(Image location labeling entries)
[Begin]

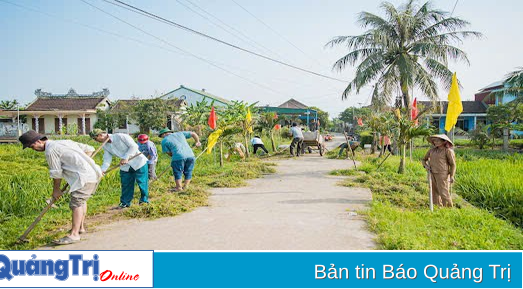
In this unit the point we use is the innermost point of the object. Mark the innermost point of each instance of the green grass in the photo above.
(25, 185)
(401, 219)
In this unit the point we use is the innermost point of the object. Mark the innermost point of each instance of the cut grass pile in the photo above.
(25, 185)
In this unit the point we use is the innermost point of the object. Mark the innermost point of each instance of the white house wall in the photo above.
(49, 122)
(191, 97)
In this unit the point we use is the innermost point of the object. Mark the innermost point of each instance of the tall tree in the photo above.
(323, 116)
(407, 48)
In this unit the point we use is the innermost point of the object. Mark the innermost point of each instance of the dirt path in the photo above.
(298, 208)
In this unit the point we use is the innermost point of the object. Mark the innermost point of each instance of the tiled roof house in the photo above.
(55, 113)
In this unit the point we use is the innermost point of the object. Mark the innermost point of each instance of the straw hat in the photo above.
(30, 137)
(441, 136)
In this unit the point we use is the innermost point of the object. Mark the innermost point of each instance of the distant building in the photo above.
(129, 125)
(292, 110)
(191, 96)
(474, 112)
(54, 113)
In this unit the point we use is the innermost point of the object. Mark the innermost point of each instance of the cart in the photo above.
(312, 140)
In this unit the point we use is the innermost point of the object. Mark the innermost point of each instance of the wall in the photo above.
(190, 96)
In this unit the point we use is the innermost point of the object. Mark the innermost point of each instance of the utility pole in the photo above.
(18, 118)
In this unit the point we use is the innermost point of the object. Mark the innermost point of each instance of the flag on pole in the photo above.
(414, 111)
(397, 112)
(213, 139)
(248, 119)
(212, 119)
(455, 107)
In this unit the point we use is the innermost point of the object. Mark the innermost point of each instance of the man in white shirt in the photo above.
(297, 139)
(71, 161)
(258, 143)
(123, 147)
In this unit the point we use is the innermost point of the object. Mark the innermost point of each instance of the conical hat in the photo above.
(441, 136)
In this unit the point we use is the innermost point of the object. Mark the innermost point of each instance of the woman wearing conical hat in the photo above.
(441, 162)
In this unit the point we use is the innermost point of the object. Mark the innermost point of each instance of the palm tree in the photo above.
(408, 48)
(515, 80)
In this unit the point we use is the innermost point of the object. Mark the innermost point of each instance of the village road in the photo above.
(298, 208)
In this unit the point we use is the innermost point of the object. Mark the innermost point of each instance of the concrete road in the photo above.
(298, 208)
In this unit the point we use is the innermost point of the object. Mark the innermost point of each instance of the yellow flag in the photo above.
(248, 119)
(455, 107)
(213, 139)
(397, 112)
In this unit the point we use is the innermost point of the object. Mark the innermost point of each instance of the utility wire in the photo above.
(239, 34)
(156, 17)
(55, 17)
(455, 4)
(91, 27)
(187, 52)
(276, 32)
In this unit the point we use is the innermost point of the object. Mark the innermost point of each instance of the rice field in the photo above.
(487, 214)
(25, 185)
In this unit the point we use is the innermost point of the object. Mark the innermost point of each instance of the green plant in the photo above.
(479, 136)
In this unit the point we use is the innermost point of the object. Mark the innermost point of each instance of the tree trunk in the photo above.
(221, 153)
(374, 143)
(247, 153)
(273, 143)
(505, 139)
(405, 95)
(401, 169)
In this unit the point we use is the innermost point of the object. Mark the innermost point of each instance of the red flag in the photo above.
(414, 111)
(212, 119)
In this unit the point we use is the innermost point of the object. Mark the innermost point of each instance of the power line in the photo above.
(276, 32)
(156, 17)
(87, 26)
(55, 17)
(243, 36)
(187, 52)
(455, 4)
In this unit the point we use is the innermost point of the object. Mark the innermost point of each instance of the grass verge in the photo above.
(401, 219)
(25, 185)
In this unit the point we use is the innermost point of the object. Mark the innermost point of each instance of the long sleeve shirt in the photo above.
(148, 149)
(122, 146)
(296, 132)
(441, 161)
(68, 160)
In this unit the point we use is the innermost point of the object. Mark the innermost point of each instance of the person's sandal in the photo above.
(65, 241)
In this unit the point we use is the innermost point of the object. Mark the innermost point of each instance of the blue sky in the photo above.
(56, 54)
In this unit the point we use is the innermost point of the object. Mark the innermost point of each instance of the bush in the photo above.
(365, 138)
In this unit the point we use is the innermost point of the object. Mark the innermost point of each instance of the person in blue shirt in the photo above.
(148, 149)
(182, 157)
(132, 170)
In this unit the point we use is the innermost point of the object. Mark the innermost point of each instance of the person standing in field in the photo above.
(385, 143)
(297, 139)
(257, 143)
(71, 161)
(440, 161)
(182, 157)
(148, 149)
(123, 147)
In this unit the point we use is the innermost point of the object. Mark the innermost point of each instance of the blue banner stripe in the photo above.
(337, 269)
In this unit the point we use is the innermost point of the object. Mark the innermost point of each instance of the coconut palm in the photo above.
(407, 48)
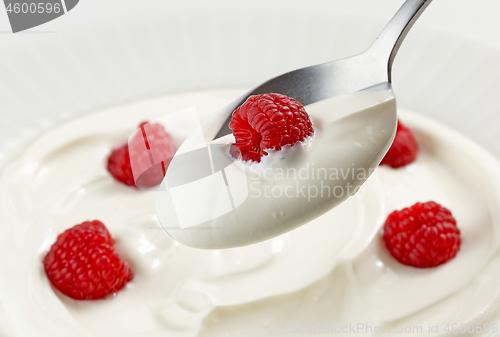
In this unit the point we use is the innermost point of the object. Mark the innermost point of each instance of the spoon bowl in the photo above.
(353, 108)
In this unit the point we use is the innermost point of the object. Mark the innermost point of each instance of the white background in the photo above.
(476, 17)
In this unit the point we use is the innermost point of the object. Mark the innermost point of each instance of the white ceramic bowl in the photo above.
(47, 79)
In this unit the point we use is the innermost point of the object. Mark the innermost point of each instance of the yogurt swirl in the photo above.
(333, 272)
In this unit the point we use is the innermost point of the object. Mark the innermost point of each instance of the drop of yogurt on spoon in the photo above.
(210, 200)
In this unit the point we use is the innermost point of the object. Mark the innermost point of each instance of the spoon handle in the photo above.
(388, 42)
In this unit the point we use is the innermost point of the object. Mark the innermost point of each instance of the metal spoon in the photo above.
(322, 81)
(207, 225)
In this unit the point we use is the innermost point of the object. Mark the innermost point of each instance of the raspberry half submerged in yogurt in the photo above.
(240, 203)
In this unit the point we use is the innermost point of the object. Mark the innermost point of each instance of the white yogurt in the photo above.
(288, 188)
(331, 273)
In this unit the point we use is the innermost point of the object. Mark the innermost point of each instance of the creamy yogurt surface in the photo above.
(321, 278)
(243, 203)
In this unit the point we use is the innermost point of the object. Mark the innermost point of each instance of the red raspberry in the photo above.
(404, 149)
(119, 165)
(424, 235)
(268, 121)
(84, 265)
(148, 154)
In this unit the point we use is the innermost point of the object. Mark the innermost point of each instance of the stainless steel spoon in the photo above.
(197, 173)
(322, 81)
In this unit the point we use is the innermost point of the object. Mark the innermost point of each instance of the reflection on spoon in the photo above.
(210, 200)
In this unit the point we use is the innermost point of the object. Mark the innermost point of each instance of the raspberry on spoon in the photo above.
(268, 121)
(424, 235)
(403, 150)
(83, 263)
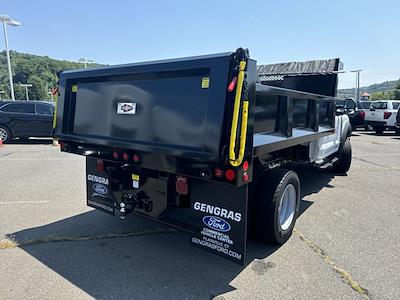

[End]

(Directive) Copy out word for word the lines from the one holding "steel spoon in the photo above." through the last of the lines, including both ends. Leave the pictures out of your answer.

(Response to this task)
In this unit the point we use is the innermost point of the object. Mark the innermost point of each instance of the stainless steel spoon in the photo above.
(197, 173)
(322, 81)
In this unit the point we use is the innermost point of the object. Mark the innermost point of each instance of the reflection on spoon in the photo above.
(210, 200)
In this unit the point we use is the innermost point of the object. Mark the innermost point of each instance of the raspberry on spoon in the photo above.
(268, 121)
(424, 235)
(403, 150)
(83, 263)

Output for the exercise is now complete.